Data records:

------------------------------------------------

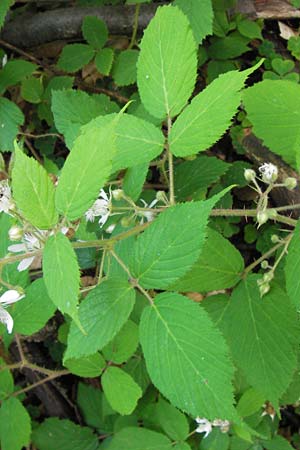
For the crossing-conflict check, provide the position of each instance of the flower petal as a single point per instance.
(6, 319)
(25, 263)
(10, 296)
(16, 248)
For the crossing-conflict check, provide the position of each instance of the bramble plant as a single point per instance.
(193, 350)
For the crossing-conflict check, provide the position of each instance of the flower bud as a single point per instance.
(125, 222)
(160, 196)
(272, 213)
(118, 194)
(264, 264)
(269, 173)
(268, 277)
(262, 217)
(275, 238)
(264, 289)
(249, 174)
(15, 233)
(290, 183)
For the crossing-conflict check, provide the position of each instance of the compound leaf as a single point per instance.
(33, 191)
(166, 68)
(85, 172)
(263, 336)
(61, 274)
(187, 357)
(102, 314)
(209, 115)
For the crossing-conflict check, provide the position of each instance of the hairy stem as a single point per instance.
(135, 25)
(132, 280)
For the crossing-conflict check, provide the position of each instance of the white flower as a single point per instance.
(15, 233)
(4, 60)
(101, 208)
(268, 410)
(6, 202)
(148, 215)
(204, 426)
(269, 172)
(30, 243)
(224, 425)
(9, 297)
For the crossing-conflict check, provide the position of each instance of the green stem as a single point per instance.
(258, 261)
(171, 164)
(251, 213)
(135, 25)
(132, 280)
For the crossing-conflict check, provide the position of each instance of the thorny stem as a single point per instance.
(132, 280)
(54, 375)
(23, 363)
(33, 151)
(286, 242)
(55, 71)
(171, 165)
(135, 25)
(262, 258)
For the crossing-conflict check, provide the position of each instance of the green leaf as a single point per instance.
(137, 142)
(124, 344)
(56, 434)
(250, 402)
(11, 117)
(229, 47)
(102, 314)
(200, 15)
(85, 173)
(170, 245)
(187, 179)
(104, 60)
(124, 68)
(89, 366)
(277, 443)
(292, 268)
(187, 357)
(219, 267)
(209, 115)
(90, 401)
(32, 90)
(136, 367)
(33, 191)
(215, 441)
(282, 66)
(263, 336)
(10, 274)
(132, 438)
(182, 446)
(74, 57)
(134, 180)
(61, 274)
(273, 110)
(94, 31)
(15, 427)
(294, 46)
(172, 421)
(32, 313)
(6, 381)
(15, 71)
(121, 390)
(71, 110)
(250, 29)
(4, 7)
(166, 69)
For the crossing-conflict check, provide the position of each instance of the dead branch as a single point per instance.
(33, 29)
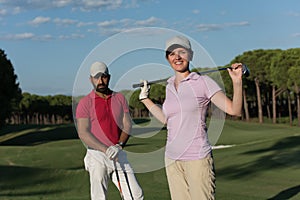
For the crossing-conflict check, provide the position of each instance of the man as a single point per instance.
(103, 125)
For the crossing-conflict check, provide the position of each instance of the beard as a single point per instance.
(101, 88)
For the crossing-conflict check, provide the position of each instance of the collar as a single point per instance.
(191, 76)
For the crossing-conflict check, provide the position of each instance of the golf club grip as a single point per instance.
(245, 70)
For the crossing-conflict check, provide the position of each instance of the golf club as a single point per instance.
(245, 70)
(118, 179)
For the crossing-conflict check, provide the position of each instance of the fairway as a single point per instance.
(46, 162)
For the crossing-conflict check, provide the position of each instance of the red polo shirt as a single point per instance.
(105, 115)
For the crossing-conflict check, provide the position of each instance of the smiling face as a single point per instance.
(100, 83)
(179, 59)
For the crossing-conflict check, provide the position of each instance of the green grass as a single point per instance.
(46, 162)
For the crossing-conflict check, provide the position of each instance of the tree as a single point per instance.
(10, 93)
(294, 82)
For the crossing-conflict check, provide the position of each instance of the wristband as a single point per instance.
(121, 144)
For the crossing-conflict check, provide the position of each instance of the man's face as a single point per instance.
(100, 82)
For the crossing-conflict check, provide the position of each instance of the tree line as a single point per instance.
(272, 91)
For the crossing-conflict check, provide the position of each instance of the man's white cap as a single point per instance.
(98, 67)
(177, 41)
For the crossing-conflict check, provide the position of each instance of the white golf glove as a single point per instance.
(144, 91)
(112, 151)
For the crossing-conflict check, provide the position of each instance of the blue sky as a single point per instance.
(48, 42)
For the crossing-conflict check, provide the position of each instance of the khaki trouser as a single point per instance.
(101, 169)
(191, 180)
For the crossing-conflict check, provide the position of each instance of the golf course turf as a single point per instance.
(261, 161)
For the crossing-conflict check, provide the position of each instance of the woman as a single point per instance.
(188, 156)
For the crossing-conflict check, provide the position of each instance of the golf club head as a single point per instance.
(245, 70)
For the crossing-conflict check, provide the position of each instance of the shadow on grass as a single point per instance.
(27, 181)
(284, 153)
(286, 194)
(42, 134)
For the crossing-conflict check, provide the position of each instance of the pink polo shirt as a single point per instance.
(105, 115)
(185, 109)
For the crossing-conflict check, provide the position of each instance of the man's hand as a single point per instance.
(144, 91)
(112, 151)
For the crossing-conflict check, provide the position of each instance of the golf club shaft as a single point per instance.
(118, 179)
(244, 69)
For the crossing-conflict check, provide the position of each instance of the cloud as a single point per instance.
(39, 20)
(64, 22)
(296, 35)
(148, 22)
(46, 37)
(20, 36)
(215, 27)
(3, 12)
(82, 5)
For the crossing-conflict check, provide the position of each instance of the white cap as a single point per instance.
(98, 67)
(177, 41)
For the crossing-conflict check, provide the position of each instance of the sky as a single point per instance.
(51, 44)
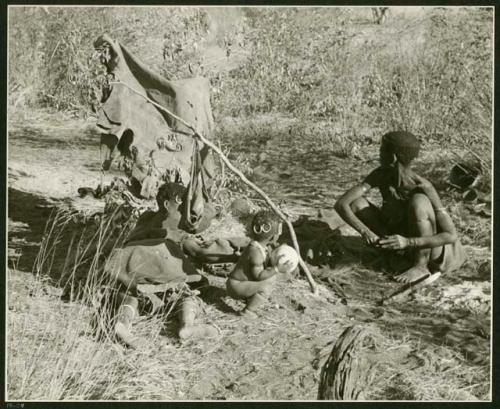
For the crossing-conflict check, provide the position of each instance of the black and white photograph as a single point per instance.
(249, 203)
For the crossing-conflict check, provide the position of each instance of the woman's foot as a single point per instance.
(198, 332)
(413, 274)
(249, 314)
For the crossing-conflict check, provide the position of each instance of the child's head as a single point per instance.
(401, 146)
(266, 225)
(170, 195)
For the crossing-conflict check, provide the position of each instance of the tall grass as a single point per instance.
(65, 349)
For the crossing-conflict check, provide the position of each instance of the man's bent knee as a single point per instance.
(359, 204)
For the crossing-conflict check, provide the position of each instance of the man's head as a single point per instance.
(399, 145)
(170, 195)
(266, 226)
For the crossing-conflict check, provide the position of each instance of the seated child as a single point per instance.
(252, 278)
(412, 217)
(167, 222)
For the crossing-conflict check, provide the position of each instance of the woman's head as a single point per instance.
(399, 145)
(265, 225)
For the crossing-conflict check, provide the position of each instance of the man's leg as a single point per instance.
(421, 223)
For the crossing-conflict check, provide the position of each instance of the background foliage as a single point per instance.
(430, 73)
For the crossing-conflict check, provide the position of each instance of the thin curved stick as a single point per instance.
(266, 198)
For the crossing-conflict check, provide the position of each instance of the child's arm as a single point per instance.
(447, 232)
(256, 266)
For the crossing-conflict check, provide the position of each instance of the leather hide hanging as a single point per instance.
(157, 145)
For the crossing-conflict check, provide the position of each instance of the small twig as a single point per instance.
(269, 202)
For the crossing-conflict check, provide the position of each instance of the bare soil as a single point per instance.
(434, 345)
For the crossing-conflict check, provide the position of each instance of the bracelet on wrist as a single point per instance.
(412, 242)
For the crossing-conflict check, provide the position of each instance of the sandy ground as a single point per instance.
(433, 345)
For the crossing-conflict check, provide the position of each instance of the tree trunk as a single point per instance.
(346, 374)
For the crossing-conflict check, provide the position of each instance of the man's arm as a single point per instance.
(343, 208)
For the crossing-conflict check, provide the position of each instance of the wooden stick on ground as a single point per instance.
(219, 152)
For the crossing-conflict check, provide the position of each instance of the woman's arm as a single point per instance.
(447, 232)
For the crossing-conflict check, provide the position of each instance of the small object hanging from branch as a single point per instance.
(221, 155)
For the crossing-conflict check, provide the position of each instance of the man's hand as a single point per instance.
(370, 238)
(395, 242)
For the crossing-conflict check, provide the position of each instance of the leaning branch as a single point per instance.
(219, 152)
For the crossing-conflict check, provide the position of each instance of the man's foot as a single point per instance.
(248, 314)
(413, 274)
(198, 332)
(122, 331)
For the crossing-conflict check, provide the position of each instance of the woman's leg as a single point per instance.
(188, 328)
(128, 309)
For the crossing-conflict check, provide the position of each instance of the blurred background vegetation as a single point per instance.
(342, 76)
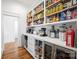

------------------------------------------------

**EXERCISE DIRECTIONS**
Rewrite the lines from the one containing "woman's leg as a single point per instance." through the end of the data records, changing "blurred background vegetation" to "out-of-focus background vegetation" and keeping everything else the same. Leave the pictures out of your answer.

**EXPECTED OUTPUT**
For the crossing-conflict check, provide the position of each instance of the woman's leg as a single point per instance.
(188, 328)
(128, 309)
For the crossing-conflict check, provide the position of each instance of the out-of-focus background vegetation as a single point per instance.
(342, 76)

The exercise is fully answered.